*Data rows*

■ ■ ■ ■

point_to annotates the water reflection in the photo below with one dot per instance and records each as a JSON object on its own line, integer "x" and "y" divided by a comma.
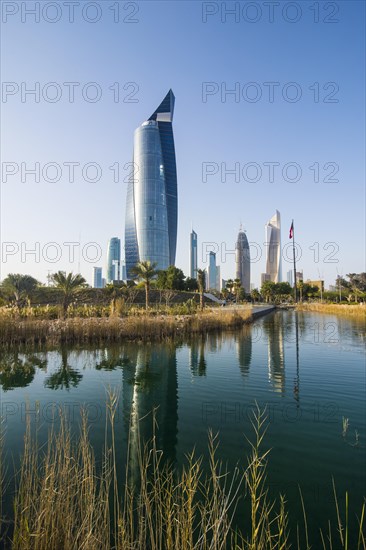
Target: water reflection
{"x": 66, "y": 376}
{"x": 273, "y": 327}
{"x": 244, "y": 350}
{"x": 151, "y": 383}
{"x": 197, "y": 361}
{"x": 17, "y": 370}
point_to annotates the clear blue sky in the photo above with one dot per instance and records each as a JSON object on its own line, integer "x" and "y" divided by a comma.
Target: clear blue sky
{"x": 170, "y": 46}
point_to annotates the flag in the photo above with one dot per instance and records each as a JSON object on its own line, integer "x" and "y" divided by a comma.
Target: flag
{"x": 291, "y": 231}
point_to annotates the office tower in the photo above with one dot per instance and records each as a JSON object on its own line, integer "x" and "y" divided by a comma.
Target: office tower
{"x": 97, "y": 277}
{"x": 273, "y": 244}
{"x": 113, "y": 260}
{"x": 242, "y": 260}
{"x": 152, "y": 202}
{"x": 211, "y": 279}
{"x": 193, "y": 255}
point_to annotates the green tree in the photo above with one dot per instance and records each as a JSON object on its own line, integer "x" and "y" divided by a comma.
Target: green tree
{"x": 19, "y": 287}
{"x": 357, "y": 283}
{"x": 230, "y": 285}
{"x": 283, "y": 290}
{"x": 268, "y": 290}
{"x": 145, "y": 271}
{"x": 69, "y": 285}
{"x": 201, "y": 281}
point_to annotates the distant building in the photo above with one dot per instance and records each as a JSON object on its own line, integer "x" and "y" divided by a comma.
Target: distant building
{"x": 319, "y": 284}
{"x": 152, "y": 201}
{"x": 242, "y": 261}
{"x": 113, "y": 260}
{"x": 97, "y": 277}
{"x": 193, "y": 255}
{"x": 265, "y": 277}
{"x": 213, "y": 279}
{"x": 273, "y": 244}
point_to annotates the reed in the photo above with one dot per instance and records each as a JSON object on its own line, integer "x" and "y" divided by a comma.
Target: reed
{"x": 354, "y": 310}
{"x": 145, "y": 327}
{"x": 63, "y": 500}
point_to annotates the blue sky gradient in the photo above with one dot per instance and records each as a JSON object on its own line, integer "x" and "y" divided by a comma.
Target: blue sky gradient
{"x": 171, "y": 47}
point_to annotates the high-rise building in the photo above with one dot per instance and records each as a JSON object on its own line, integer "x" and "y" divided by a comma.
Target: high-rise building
{"x": 273, "y": 244}
{"x": 152, "y": 201}
{"x": 113, "y": 260}
{"x": 211, "y": 279}
{"x": 193, "y": 255}
{"x": 97, "y": 277}
{"x": 242, "y": 260}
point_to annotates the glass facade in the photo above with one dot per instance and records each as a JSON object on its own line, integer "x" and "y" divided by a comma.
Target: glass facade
{"x": 152, "y": 203}
{"x": 113, "y": 260}
{"x": 242, "y": 260}
{"x": 193, "y": 255}
{"x": 273, "y": 243}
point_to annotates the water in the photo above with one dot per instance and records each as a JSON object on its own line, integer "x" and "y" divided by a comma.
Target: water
{"x": 307, "y": 369}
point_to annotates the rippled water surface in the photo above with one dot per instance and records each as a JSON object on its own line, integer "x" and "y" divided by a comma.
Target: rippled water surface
{"x": 307, "y": 369}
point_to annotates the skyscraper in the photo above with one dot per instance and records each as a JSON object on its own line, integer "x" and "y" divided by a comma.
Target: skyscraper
{"x": 152, "y": 201}
{"x": 97, "y": 277}
{"x": 273, "y": 244}
{"x": 113, "y": 260}
{"x": 193, "y": 255}
{"x": 212, "y": 273}
{"x": 242, "y": 260}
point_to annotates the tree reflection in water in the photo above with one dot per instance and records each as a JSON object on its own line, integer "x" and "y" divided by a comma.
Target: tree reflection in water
{"x": 65, "y": 377}
{"x": 17, "y": 370}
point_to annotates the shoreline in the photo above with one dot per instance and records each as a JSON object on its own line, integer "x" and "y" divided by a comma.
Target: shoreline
{"x": 98, "y": 330}
{"x": 349, "y": 310}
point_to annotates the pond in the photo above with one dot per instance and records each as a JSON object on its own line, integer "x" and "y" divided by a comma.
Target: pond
{"x": 306, "y": 369}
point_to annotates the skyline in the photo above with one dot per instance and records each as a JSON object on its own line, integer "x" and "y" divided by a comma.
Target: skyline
{"x": 221, "y": 137}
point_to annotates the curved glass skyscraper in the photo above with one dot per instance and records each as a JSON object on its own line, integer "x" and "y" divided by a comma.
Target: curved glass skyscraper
{"x": 152, "y": 201}
{"x": 242, "y": 260}
{"x": 273, "y": 242}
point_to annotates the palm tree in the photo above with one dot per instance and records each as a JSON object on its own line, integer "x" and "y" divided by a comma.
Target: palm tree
{"x": 201, "y": 281}
{"x": 19, "y": 286}
{"x": 69, "y": 285}
{"x": 230, "y": 285}
{"x": 145, "y": 271}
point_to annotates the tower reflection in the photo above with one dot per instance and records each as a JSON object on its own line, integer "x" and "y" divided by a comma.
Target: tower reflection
{"x": 274, "y": 329}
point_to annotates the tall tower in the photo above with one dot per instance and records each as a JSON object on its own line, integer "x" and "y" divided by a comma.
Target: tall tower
{"x": 193, "y": 255}
{"x": 113, "y": 259}
{"x": 273, "y": 243}
{"x": 242, "y": 260}
{"x": 152, "y": 200}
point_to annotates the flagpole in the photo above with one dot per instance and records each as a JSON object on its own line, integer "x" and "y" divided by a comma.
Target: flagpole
{"x": 294, "y": 257}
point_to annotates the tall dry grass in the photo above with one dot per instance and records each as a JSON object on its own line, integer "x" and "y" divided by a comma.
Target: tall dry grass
{"x": 99, "y": 330}
{"x": 354, "y": 310}
{"x": 64, "y": 501}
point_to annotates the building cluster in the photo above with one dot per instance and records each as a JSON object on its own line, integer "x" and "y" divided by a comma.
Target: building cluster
{"x": 152, "y": 215}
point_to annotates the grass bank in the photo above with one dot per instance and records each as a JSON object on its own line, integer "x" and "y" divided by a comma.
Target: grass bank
{"x": 354, "y": 310}
{"x": 64, "y": 499}
{"x": 114, "y": 329}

■ ■ ■ ■

*What you need to do*
Can you reproduce all of the material above word for word, leaving out the pictures?

*Written solution*
point_to annotates the water reflection in the photo below with one dot per instance and records each as a JSON object on its own line, integer "x" and "y" divided by a comma.
Target: water reflection
{"x": 66, "y": 376}
{"x": 273, "y": 327}
{"x": 244, "y": 350}
{"x": 151, "y": 383}
{"x": 197, "y": 361}
{"x": 17, "y": 370}
point_to annotates the clear blue sky in the photo above with one dot per instance and records each as a JSON object on its own line, integer "x" and "y" divided by a comma.
Target: clear blue sky
{"x": 170, "y": 46}
point_to annotates the flag in the photo above with one dot per instance and records each as a JSON object on its own line, integer "x" and "y" divided by a comma.
Target: flag
{"x": 291, "y": 231}
point_to annotates the office tower in the photo above with one dot per instance and records each as a JSON object on its own line, integer "x" and "y" divided by a comma.
Target: office tower
{"x": 97, "y": 277}
{"x": 273, "y": 244}
{"x": 113, "y": 260}
{"x": 242, "y": 260}
{"x": 152, "y": 202}
{"x": 211, "y": 279}
{"x": 193, "y": 255}
point_to annotates the green tree in the photo above with one dot per instance and records each as a JSON object on its own line, integer "x" and "y" divided by a comma.
Target: green tree
{"x": 19, "y": 287}
{"x": 357, "y": 283}
{"x": 230, "y": 285}
{"x": 283, "y": 290}
{"x": 268, "y": 290}
{"x": 145, "y": 271}
{"x": 69, "y": 285}
{"x": 201, "y": 281}
point_to annotates the distant building in the photo above with one dot per instance and records each as a JSON object on its own line, integer "x" and "y" divided by a comma.
Target: distant building
{"x": 319, "y": 284}
{"x": 152, "y": 201}
{"x": 242, "y": 261}
{"x": 113, "y": 260}
{"x": 97, "y": 277}
{"x": 193, "y": 255}
{"x": 265, "y": 277}
{"x": 213, "y": 279}
{"x": 273, "y": 244}
point_to annotates the reed in the photo above with one dot per instance and records each as a JSON object on its own line, integer "x" and "y" divided by a comma.
Target: reed
{"x": 354, "y": 310}
{"x": 145, "y": 327}
{"x": 63, "y": 500}
point_to annotates the blue sky gradient in the photo above with one dot per instance and records each as a JSON object on its own line, integer "x" and "y" divided by a comma.
Target: blue sky gradient
{"x": 171, "y": 47}
point_to annotates the high-rise building in the photo above with one dot per instance and records each as a JSON object on its own line, integer "x" and "y" divided by a comma.
Target: high-rise building
{"x": 273, "y": 244}
{"x": 152, "y": 201}
{"x": 113, "y": 260}
{"x": 211, "y": 279}
{"x": 193, "y": 255}
{"x": 97, "y": 277}
{"x": 242, "y": 260}
point_to annotates the glass facade in the photo above with one dot per instance and records each as a JSON object on its own line, integer "x" and "y" divided by a comma.
Target: glass facade
{"x": 152, "y": 203}
{"x": 113, "y": 260}
{"x": 242, "y": 260}
{"x": 193, "y": 255}
{"x": 273, "y": 243}
point_to annotates the water in the photo above with one dot per instance and records each as a JSON object on its own line, integer "x" and "y" divided by a comma.
Target: water
{"x": 307, "y": 369}
point_to annotates the rippled water surface in the photo above with one dot per instance and records each as a JSON object on its own line, integer "x" and "y" divided by a comma.
Target: rippled water surface
{"x": 307, "y": 369}
point_to annotates the skyscraper in the photo above with one dot per instance and records each as a JSON object on its own line, integer "x" and "y" divided by a comma.
Target: skyscraper
{"x": 152, "y": 201}
{"x": 97, "y": 277}
{"x": 273, "y": 244}
{"x": 113, "y": 260}
{"x": 193, "y": 255}
{"x": 212, "y": 273}
{"x": 242, "y": 260}
point_to annotates the tree reflection in water in the photo above with one dot per instance and records each as a JSON object on its own line, integer "x" and "y" divided by a comma.
Target: tree reflection in water
{"x": 65, "y": 377}
{"x": 17, "y": 370}
point_to annotates the shoreline in the photo above with one dot per instance and records each as a JSON object on its own line, integer "x" and "y" divided by a comma.
Target: shoreline
{"x": 98, "y": 330}
{"x": 349, "y": 310}
point_to annotates the pond in the photo above with one dot per instance and records each as a JSON object on its own line, integer "x" and "y" divided by a comma.
Target: pond
{"x": 306, "y": 369}
point_to annotates the skyline in the photo above with one dot per instance and records each as a JSON object on its own line, integer "x" and "y" divided by a comma.
Target: skyline
{"x": 221, "y": 137}
point_to annotates the curved glass skyscraper in the photo above with one dot per instance and records each as a JSON object on its own line, integer "x" and "y" divided by a comma.
Target: curved glass skyscraper
{"x": 152, "y": 201}
{"x": 242, "y": 260}
{"x": 273, "y": 242}
point_to annotates the palm tree in the photo above with one dot per instance and records each as a JSON object on its own line, integer "x" and "y" divided by a comma.
Target: palm tree
{"x": 201, "y": 281}
{"x": 19, "y": 286}
{"x": 69, "y": 285}
{"x": 230, "y": 285}
{"x": 145, "y": 271}
point_to annotates the tower reflection in the photo above with one dot per instance and records each as a JSON object on its own line, integer "x" and "y" divided by a comma.
Target: tower reflection
{"x": 274, "y": 329}
point_to annotates the tall tower in the photo above with one dot per instance and records each as a JSON object on its own line, integer "x" and "y" divided by a comma.
Target: tall tower
{"x": 193, "y": 255}
{"x": 113, "y": 259}
{"x": 273, "y": 243}
{"x": 242, "y": 260}
{"x": 152, "y": 200}
point_to annotates the flagpole in the photo above with one dot per instance and records each as a JSON object on its own line, integer "x" and "y" divided by a comma.
Target: flagpole
{"x": 294, "y": 257}
point_to annotates the tall dry grass in the photo above with one dot per instance and records each as a JSON object on its own line, integer "x" and "y" divided by a comma.
Target: tall dry grass
{"x": 99, "y": 330}
{"x": 354, "y": 310}
{"x": 64, "y": 501}
point_to annotates the building cluster in the photo above with one dot per instance and records each as a JSON object on its own line, integer "x" and "y" divided by a comma.
Target: building cluster
{"x": 152, "y": 215}
point_to annotates the grass bank in the photo above with one dot per instance and records each as a JSON object on its own line, integer "x" and "y" divided by a comma.
Target: grass bank
{"x": 354, "y": 310}
{"x": 64, "y": 499}
{"x": 114, "y": 329}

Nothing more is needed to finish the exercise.